** EXCERPTED DATA follows **

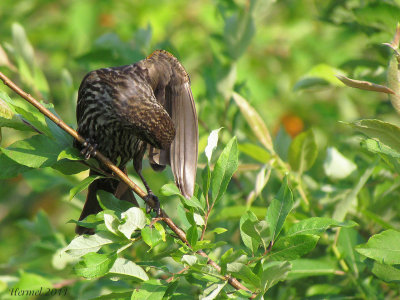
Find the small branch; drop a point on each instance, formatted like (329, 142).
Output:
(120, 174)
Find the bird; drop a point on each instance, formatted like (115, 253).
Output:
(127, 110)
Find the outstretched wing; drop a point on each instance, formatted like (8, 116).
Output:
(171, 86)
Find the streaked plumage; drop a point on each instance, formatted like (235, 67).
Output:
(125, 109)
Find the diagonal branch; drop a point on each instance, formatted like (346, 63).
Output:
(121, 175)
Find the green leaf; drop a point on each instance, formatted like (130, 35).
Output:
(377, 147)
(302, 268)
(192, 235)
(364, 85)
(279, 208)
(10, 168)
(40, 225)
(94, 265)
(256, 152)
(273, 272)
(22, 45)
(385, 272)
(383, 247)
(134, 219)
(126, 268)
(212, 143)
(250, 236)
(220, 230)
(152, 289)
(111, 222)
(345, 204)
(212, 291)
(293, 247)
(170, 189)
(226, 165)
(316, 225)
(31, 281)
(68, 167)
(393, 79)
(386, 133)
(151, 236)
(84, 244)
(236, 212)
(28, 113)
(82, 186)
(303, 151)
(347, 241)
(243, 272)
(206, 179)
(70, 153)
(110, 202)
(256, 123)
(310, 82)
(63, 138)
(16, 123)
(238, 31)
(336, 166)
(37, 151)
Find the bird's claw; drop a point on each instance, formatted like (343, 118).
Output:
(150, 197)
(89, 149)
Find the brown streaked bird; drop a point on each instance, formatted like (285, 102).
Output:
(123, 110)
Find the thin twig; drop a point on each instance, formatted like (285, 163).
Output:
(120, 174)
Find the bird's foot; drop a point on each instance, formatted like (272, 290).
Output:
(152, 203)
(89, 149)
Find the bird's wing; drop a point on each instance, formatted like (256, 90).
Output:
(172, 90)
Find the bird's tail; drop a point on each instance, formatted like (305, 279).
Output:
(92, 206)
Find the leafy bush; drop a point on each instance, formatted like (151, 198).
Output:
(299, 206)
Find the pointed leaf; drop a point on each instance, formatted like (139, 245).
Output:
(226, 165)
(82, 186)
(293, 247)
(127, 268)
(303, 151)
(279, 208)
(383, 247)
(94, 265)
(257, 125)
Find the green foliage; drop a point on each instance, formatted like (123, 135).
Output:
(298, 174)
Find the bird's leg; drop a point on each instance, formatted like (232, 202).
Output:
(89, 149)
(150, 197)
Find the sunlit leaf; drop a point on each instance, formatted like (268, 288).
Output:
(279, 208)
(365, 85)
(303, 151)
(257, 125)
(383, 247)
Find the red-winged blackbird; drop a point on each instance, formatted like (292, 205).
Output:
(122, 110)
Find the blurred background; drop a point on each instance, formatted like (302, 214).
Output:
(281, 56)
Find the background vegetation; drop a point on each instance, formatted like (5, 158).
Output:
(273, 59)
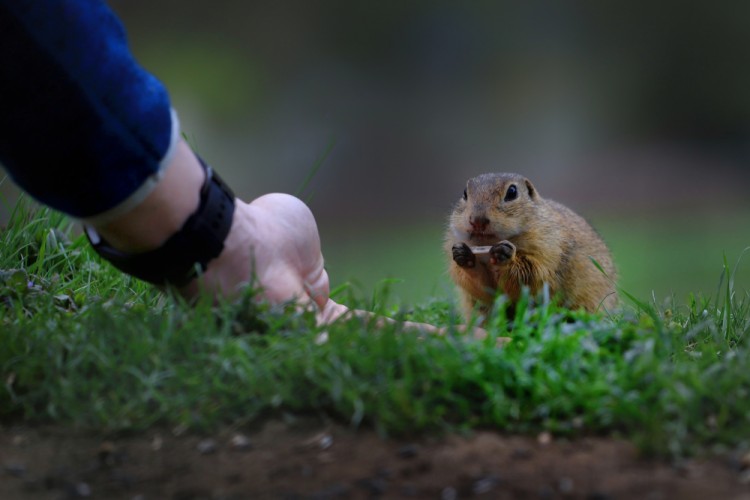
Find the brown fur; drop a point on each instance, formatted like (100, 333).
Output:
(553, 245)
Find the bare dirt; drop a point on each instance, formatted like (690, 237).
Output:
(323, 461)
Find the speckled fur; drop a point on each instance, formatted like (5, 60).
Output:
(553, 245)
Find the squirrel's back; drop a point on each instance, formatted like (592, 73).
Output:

** End of EXCERPTED DATA **

## AIM OF THE EXERCISE
All text in the material above must be written out exactly; the images are to be skipped.

## TASK RESULT
Find the small branch; drop a point on each instance, formatted like (329, 142).
Output:
(120, 174)
Find the bird; drop a point on each instance, formatted like (115, 253).
Output:
(127, 110)
Find the outstretched wing; drop a point on each instance, formatted like (8, 116).
Output:
(171, 86)
Find the streaked plumage; drop a point on each instance, formatted like (235, 67).
Output:
(125, 109)
Find the diagonal branch; drop a point on each instance, formatted like (346, 63).
Output:
(121, 175)
Find the green leaf; drop a point on each instance, formatted like (130, 35).
Output:
(377, 147)
(302, 268)
(192, 235)
(364, 85)
(279, 208)
(10, 168)
(40, 225)
(94, 265)
(256, 152)
(273, 272)
(22, 45)
(385, 272)
(383, 247)
(134, 219)
(126, 268)
(212, 143)
(250, 236)
(220, 230)
(152, 289)
(111, 222)
(345, 204)
(212, 291)
(293, 247)
(170, 189)
(226, 165)
(316, 225)
(31, 281)
(68, 167)
(393, 79)
(386, 133)
(151, 236)
(84, 244)
(236, 212)
(28, 113)
(82, 186)
(303, 151)
(347, 241)
(243, 272)
(206, 179)
(70, 153)
(110, 202)
(256, 123)
(310, 82)
(63, 138)
(16, 123)
(238, 31)
(336, 166)
(37, 151)
Find the bird's claw; drop a point on each instance, formatted like (343, 118).
Output:
(150, 197)
(89, 149)
Find the brown streaked bird; drop a point on each instance, formatted like (285, 102).
Output:
(123, 110)
Find the thin twig; drop a point on each instance, formatted like (285, 163).
Output:
(120, 174)
Find the bird's foot; drop a point on each instance, formatted like (272, 290).
Output:
(152, 203)
(89, 149)
Find the bird's wing; drop a point on each instance, formatted like (256, 90).
Output:
(172, 90)
Find the bird's tail; drop a point on each instance, formatted like (305, 279).
Output:
(92, 206)
Find the leafy bush; drop a point on each instance, formatted like (151, 198).
Output:
(299, 206)
Find the pointed leaf; drop a point on each instance, formatted like (139, 245).
Output:
(226, 165)
(82, 186)
(293, 247)
(127, 268)
(303, 151)
(279, 208)
(383, 247)
(94, 265)
(257, 125)
Find the green foliage; drop a point on each instance, formatted like (123, 135).
Output:
(298, 174)
Find the bird's leg; drop a point on each instance, formatted like (232, 202).
Output:
(89, 149)
(150, 197)
Find the sunlit leaf; drop a point on each instance, formatted like (268, 288).
Output:
(279, 208)
(365, 85)
(303, 151)
(257, 125)
(383, 247)
Find the red-winged blackbird; drop a point on each instance, formatted like (292, 205).
Output:
(122, 110)
Find the blurred background; drop a point on each instance, formatted like (302, 214).
Output:
(281, 56)
Find the background vegetation; drop a point on each instance, formatted like (5, 158).
Output:
(273, 59)
Find the brown fur; drop a point on each instance, formatted like (100, 333).
Output:
(553, 245)
Find the bare dirt; drop a point on each instance, formatted like (690, 237).
Output:
(323, 461)
Find the speckled fur; drop a point on each instance, formatted like (5, 60).
Output:
(553, 245)
Find the squirrel's back; drop a point on each instance, formatted like (592, 73).
Output:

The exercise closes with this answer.